=== Requirement ===
Please pull out, word for word, everything in the Courtney Storer article from "Though not an" down to "coming to fruition.".

=== Passage provided ===
━━━━━━━━━━

The culinary inspiration behind a popular new TV series spent the weekend at Captain Whidbey Inn, serving up specialty Italian dishes made with local flair.
Courtney Storer, a chef with an impressive resume and the culinary producer of FX’s 2022 series “The Bear,” is in the midst of a four-day kitchen takeover at the cozy Central Whidbey locale. Since Thursday, she has been preparing and serving her own recipes with a variety of island ingredients.
Honey from Eckholm Farm, mussels from Penn Cove, greens from the Whidbey Island Grown Cooperative, short rib from Bell’s Farm, beef and sausage from Three Sisters Market and pizza dough made with locally grown flour from the Little Red Hen Bakery are all part of Storer’s cuisine.
Though not an island native herself, Whidbey has come to hold a special place in the chef’s heart. Its calm and tranquil energy has afforded her a place to tap into her creativity, she said. Ever since her first visit to the Captain Whidbey Inn four years ago, she knew she wanted to cook in this kitchen. Now, that dream is finally coming to fruition.
“It’s super surreal,” she said. “It’s like a very full circle moment.”
Though Storer has been working in restaurants since she was 15 years old, she didn’t begin her chef career until her late twenties. Storer worked in Italian restaurants in her hometown of Chicago as a teen but went on to study psychology and launched a career in corporate human resources.
Restaurants would remain a part of her life, though; Storer said even during her human resources career, she kept various restaurant positions as a second job. Growing up with a struggling single mom, Storer and her family didn’t have a lot of resources. Restaurants became a place where she could escape and experience a different world, she said.
“It was really a therapeutic, healing thing for me,” she said. “Restaurants gave me family and comfort.”

━━━━━━━━━━

=== Input data ===
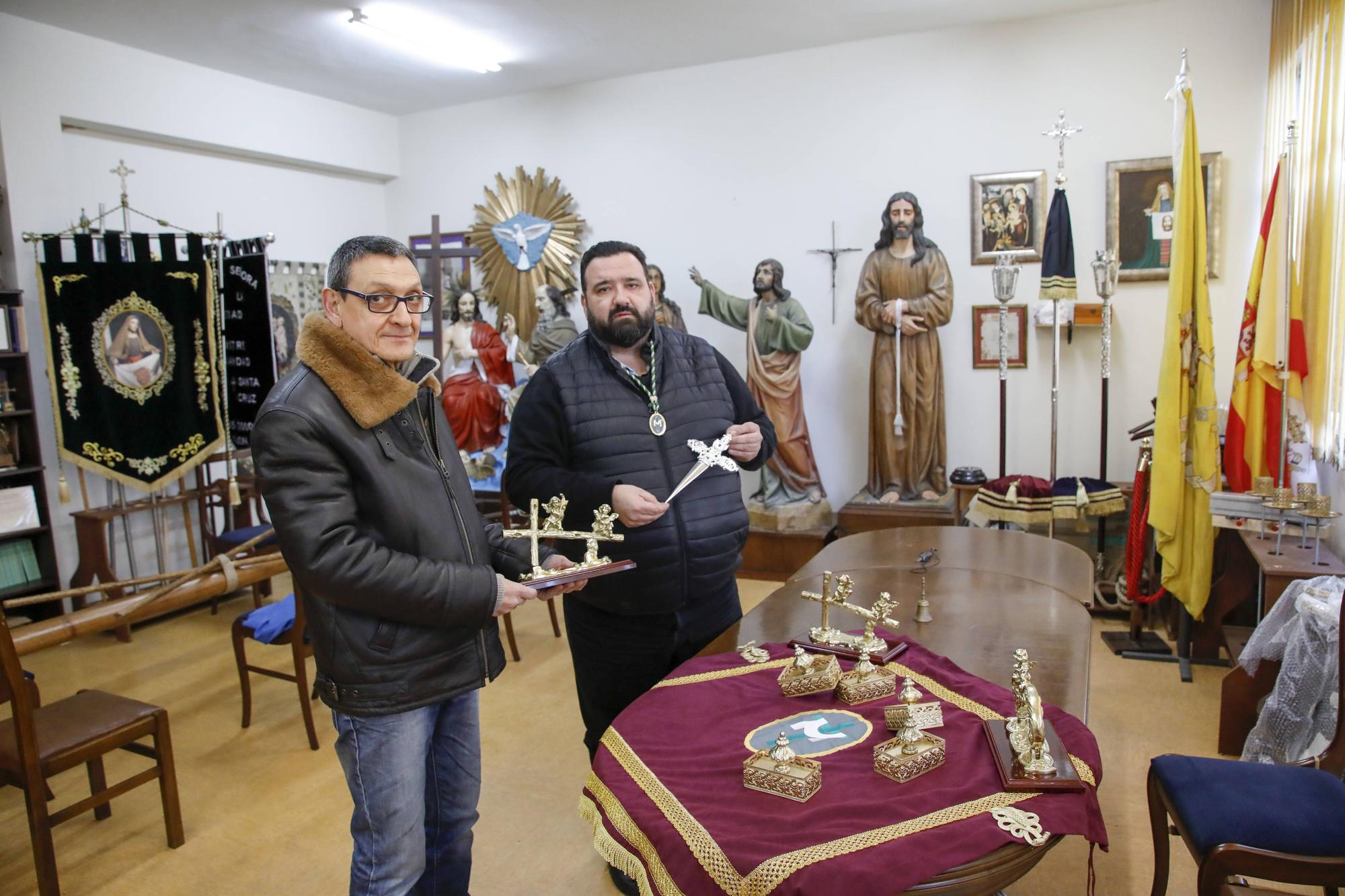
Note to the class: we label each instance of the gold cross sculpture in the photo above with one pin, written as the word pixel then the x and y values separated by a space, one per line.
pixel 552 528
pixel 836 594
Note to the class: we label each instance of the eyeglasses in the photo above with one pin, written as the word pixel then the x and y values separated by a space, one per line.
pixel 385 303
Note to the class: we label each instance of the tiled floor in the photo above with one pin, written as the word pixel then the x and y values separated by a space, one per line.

━━━━━━━━━━

=== Response below ===
Though not an island native herself, Whidbey has come to hold a special place in the chef’s heart. Its calm and tranquil energy has afforded her a place to tap into her creativity, she said. Ever since her first visit to the Captain Whidbey Inn four years ago, she knew she wanted to cook in this kitchen. Now, that dream is finally coming to fruition.